**WHAT YOU HAVE TO DO:** Please update the listing below by changing "red bead" to "scarlet bead" and keeping every other line the same.

**Excerpts from a pointing dataset:**
=-=-=
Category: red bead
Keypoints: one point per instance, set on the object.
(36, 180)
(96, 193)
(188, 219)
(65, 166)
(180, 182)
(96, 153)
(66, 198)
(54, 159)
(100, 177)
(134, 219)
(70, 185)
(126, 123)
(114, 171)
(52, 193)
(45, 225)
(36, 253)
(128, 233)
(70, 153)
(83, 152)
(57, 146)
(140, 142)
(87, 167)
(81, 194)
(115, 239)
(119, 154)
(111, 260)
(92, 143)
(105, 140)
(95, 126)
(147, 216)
=-=-=
**FINISHED TASK:**
Category: scarlet bead
Keypoints: one point per instance, set on the object.
(36, 180)
(96, 193)
(188, 219)
(65, 166)
(180, 182)
(96, 153)
(66, 198)
(54, 159)
(100, 177)
(134, 219)
(70, 185)
(126, 123)
(114, 171)
(52, 193)
(45, 225)
(36, 253)
(128, 233)
(70, 153)
(83, 152)
(57, 146)
(140, 142)
(87, 167)
(81, 194)
(115, 239)
(119, 154)
(111, 260)
(92, 143)
(105, 140)
(95, 126)
(147, 216)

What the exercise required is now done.